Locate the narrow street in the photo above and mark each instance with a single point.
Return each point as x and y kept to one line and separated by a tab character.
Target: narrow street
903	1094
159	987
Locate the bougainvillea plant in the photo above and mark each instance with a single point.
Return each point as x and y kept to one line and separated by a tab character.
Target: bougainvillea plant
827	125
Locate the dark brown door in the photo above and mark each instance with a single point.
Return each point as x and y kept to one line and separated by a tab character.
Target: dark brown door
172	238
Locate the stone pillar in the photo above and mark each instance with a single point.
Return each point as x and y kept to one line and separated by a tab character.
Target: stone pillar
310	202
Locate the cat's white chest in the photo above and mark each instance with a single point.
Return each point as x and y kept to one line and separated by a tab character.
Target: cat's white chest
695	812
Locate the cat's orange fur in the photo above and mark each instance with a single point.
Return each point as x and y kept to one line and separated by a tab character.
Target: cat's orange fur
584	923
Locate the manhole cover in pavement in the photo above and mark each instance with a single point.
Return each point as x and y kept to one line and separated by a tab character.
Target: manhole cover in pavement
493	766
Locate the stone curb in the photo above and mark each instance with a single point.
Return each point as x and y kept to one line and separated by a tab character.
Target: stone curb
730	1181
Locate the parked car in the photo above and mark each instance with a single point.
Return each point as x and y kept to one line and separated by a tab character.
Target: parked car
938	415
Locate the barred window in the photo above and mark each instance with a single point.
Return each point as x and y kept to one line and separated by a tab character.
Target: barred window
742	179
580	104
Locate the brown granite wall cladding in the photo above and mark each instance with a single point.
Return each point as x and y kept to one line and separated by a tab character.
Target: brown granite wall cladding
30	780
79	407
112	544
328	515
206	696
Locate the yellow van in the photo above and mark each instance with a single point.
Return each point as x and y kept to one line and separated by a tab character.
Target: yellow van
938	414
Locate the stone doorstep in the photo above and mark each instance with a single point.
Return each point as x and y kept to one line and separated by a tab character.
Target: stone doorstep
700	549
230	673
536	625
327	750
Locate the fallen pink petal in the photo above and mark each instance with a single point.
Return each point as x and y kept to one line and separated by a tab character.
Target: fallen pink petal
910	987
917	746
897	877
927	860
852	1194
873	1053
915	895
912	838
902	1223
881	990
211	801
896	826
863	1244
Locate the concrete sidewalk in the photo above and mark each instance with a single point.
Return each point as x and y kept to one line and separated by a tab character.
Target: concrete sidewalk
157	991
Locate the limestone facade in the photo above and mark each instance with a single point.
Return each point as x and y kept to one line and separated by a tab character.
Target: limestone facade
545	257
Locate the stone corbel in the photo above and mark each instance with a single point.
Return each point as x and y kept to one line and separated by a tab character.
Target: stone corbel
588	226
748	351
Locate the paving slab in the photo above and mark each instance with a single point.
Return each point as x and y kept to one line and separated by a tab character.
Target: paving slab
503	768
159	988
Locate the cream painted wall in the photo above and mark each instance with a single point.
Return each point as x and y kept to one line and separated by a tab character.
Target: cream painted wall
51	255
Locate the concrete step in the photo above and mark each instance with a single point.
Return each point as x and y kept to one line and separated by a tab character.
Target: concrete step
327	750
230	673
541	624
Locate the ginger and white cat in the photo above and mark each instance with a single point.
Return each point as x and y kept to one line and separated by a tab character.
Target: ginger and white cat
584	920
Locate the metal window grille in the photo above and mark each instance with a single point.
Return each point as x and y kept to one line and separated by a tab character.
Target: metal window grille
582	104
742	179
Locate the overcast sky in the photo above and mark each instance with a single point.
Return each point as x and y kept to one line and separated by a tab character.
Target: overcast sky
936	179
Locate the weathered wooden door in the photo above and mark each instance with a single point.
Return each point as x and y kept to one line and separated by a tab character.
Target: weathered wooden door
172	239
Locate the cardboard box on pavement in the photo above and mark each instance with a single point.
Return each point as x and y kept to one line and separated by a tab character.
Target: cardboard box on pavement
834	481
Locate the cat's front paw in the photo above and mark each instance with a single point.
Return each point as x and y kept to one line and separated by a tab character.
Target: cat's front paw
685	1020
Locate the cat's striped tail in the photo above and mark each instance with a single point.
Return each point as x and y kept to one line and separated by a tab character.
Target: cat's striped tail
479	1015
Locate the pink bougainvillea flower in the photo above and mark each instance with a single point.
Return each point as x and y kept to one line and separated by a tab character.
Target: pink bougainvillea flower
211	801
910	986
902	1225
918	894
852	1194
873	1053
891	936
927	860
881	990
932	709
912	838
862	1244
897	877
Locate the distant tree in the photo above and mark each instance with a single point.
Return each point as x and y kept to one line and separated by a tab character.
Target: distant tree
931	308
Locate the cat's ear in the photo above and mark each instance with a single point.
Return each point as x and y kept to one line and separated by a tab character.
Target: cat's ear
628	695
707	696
-=-=-=-=-
● ACTIVITY:
Write the data back out verbatim.

● RESULT:
Locate the narrow street in the photo above and mark each instance with a single point.
Return each point as x and y kept to one line and separated by a tab character.
Target: narrow street
903	1094
159	987
Locate the bougainvillea plant in the photo above and mark each instance with a single point.
Return each point as x and y kept to one line and separated by a tab character.
Target: bougainvillea plant
827	125
Locate the dark brown door in the photo above and mark each instance with a single point.
Return each point as x and y kept to one line and separated by a tab character.
Target: dark brown door
172	238
Locate the stone pillar in the photo above and mark each instance with a single point.
Return each point as x and y kept to one line and separated by a tab character.
Target: stone pillar
310	202
Locate the cat's white chest in the photo above and mark each instance with a single point.
Return each point as x and y kept to one line and separated by a tab character.
Target: cat's white chest
695	812
Locate the cat's orange fur in the photo above and mark each instance with a single point.
Return each point as x and y kept to one line and separated by a tab character.
Target: cat's orange fur
584	923
Locate the manhole cover in pavement in the photo above and mark each instance with a single point.
Return each point as x and y kept to one line and separated by a tab character.
Target: manhole cover in pavement
493	766
Locate the stone curb in the photo above and mark each instance with a single point.
Return each point as x and y kept to one line and separated by a tab character.
Target: stone curb
730	1181
Locate the parked car in the photo above and mark each instance with a single point.
Return each point as x and y kept to one line and separated by a tab character.
Target: parked car
938	415
Locate the barred window in the photo above and mark each instance with a single point.
Return each point as x and y kept to one line and separated by a tab character.
Target: barred window
742	179
580	104
Locate the brown granite wall cladding in the photo above and mark each instance with a single point.
Return each point as x and y kept to one line and separated by a tab character.
Target: brown granite wall cladding
30	780
79	407
112	544
328	515
206	696
Locate the yellow van in the photo above and mark each instance with a single point.
Return each point as x and y kept to one line and separated by a tab character.
Target: yellow van
938	414
Locate the stone doorstep in the photo above and mark each instance with a single point.
Return each point as x and y kept to one line and separated by a tab character.
Target: stone doorstep
700	549
230	673
536	625
327	750
Locate the fallen pink petal in the photo above and mark each instance with a single point.
Return each point as x and y kept to one line and separated by a tab character.
Target: fallen pink petal
910	987
917	746
897	877
927	860
852	1194
873	1053
915	895
912	838
902	1223
881	990
211	801
896	826
863	1244
Locate the concrete sidewalk in the photo above and mark each instance with a single point.
Return each point as x and y kept to one line and separated by a tab character.
Target: concrete sidewalk
157	991
Locate the limestone facade in the photo above and mark each instance with a single point.
Return each point as x and y kept to one line and separated by a tab character.
Target: limestone facade
545	257
Locate the stone corbel in the photo above and mark each instance with a single point.
Return each point as x and y kept to one line and separated by a tab character.
Target: stone corbel
588	226
748	351
Locate the paving slab in the photo above and mark each instance with a single point.
Return each point as x and y kept to one line and separated by a tab character.
Target: paving slab
503	768
159	988
Locate the cream painted wall in the photo above and mark each instance with a single point.
Return each point as x and y kept to one line and separated by a tab character.
Target: cream painted wall
51	255
Locate the concrete step in the photo above and mark each instance with a single point.
Return each point as x and y kept to one line and separated by a tab character.
Target: concrete step
327	750
230	673
541	624
Locate the ginger and white cat in the photo above and mark each instance with a single point.
Return each point as x and y kept to one line and separated by a tab character.
Target: ginger and white cat
584	920
Locate the metal window grille in the photo above and mark each instance with a single point.
Return each point as x and y kept to one line and separated by a tab character.
Target: metal window grille
582	104
742	179
Locate the overcast sky in the photo above and mark each instance with a single point.
Return each point as x and y kept to one line and separated by a tab character.
Target: overcast sky
936	179
Locate the weathered wooden door in the photo above and mark each instance with a single point.
Return each point as x and y kept to one line and separated by a tab character.
Target: weathered wooden door
172	239
Locate the cardboard box on pavement in the photo above and mark each instance with a single point.
Return each point as x and y kept to one line and separated by a tab character.
Target: cardboard box on pavement
834	481
Locate the cat's front paw in the photo above and mark each instance with a single point.
Return each point as x and y kept to one line and separated by a tab character.
Target: cat's front paw
685	1020
Locate the cat's striped tail in the photo above and mark each instance with a single point.
Return each point as x and y kept to one line and separated by a tab character.
Target: cat's striped tail
479	1015
Locate the pink bougainvillea flower in the photo above and mark each instance with a single point.
Return each point as x and y kept to one line and separated by a tab character.
Target: pink bougainvillea flower
211	801
910	986
902	1225
918	894
852	1194
873	1053
891	936
927	860
881	990
932	709
912	838
862	1244
897	877
Locate the distant tree in the photo above and mark each instance with a single point.
Return each point as x and y kept to one line and separated by a tab character.
Target: distant tree
931	308
Locate the cat's ear in the photo above and mark each instance with a single point.
Return each point as x and y kept to one line and separated by a tab character.
Target: cat's ear
628	695
707	696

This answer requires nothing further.